Exercise description »
Copy only the lines of the data from the one containing "Note: point to every instance of the pink-lit" up to and including the one containing "x=817, y=455". Multiply every coordinate in the answers by 2.25 and round to whole numbers, with halves rounded up, while leaving the requests and their sample coordinates unchanged.

Data from a pointing dataset

——

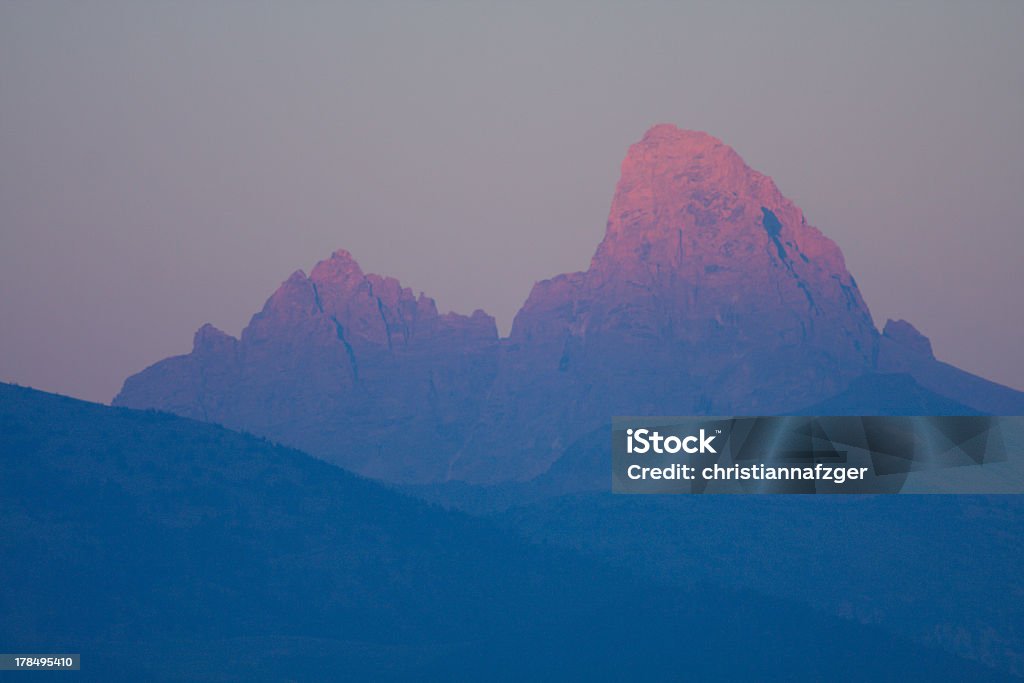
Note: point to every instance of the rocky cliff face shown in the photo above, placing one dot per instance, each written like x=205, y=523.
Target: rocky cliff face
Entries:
x=709, y=294
x=348, y=366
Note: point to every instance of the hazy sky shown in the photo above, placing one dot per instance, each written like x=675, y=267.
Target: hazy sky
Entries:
x=163, y=165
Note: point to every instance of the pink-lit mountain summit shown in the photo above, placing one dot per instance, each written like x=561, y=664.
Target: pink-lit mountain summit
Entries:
x=709, y=294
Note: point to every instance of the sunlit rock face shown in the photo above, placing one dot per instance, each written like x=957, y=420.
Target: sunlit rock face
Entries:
x=709, y=294
x=347, y=366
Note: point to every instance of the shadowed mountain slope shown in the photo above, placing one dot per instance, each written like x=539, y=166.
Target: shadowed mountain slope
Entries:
x=166, y=549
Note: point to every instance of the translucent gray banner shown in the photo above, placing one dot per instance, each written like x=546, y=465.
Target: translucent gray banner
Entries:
x=817, y=455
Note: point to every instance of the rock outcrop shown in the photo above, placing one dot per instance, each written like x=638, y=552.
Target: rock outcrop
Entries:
x=709, y=294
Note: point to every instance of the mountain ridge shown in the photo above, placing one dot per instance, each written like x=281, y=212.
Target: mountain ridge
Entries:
x=710, y=293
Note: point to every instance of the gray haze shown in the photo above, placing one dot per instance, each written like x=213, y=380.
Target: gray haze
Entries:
x=163, y=165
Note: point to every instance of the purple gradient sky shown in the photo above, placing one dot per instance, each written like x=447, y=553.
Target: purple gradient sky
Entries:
x=166, y=165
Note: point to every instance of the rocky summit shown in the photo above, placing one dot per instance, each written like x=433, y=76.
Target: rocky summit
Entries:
x=709, y=294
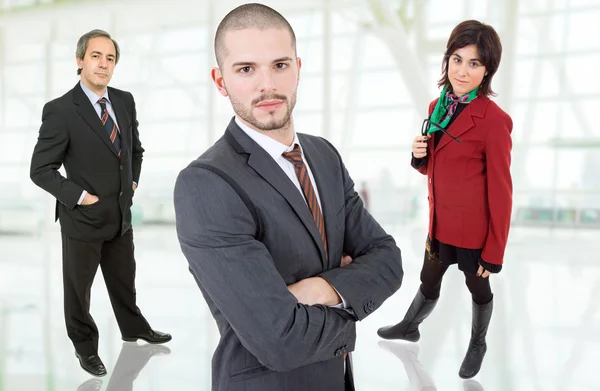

——

Solution to the exercise »
Note: point to every instance of the pink-lit mountain summit shown in the photo above, placing one dot per instance, each written like x=561, y=664.
Target: pink-lit mountain summit
Entries:
x=1595, y=662
Note: point to every instance of the sunlit rock face shown in the photo above, placing one dot per instance, each written like x=957, y=420.
Target: sunlit rock face
Entries:
x=1595, y=662
x=781, y=824
Note: point to every instance of the shadowed mountain slope shown in the photo above, placing one dot per instance, each written like x=539, y=166.
Target: shadowed mountain slope
Entries:
x=374, y=1235
Note: point to every instance of the translucent gray banner shown in the photo above, placing one dot per instance, each written like x=546, y=465.
Target: translucent gray banner
Entries:
x=1838, y=1024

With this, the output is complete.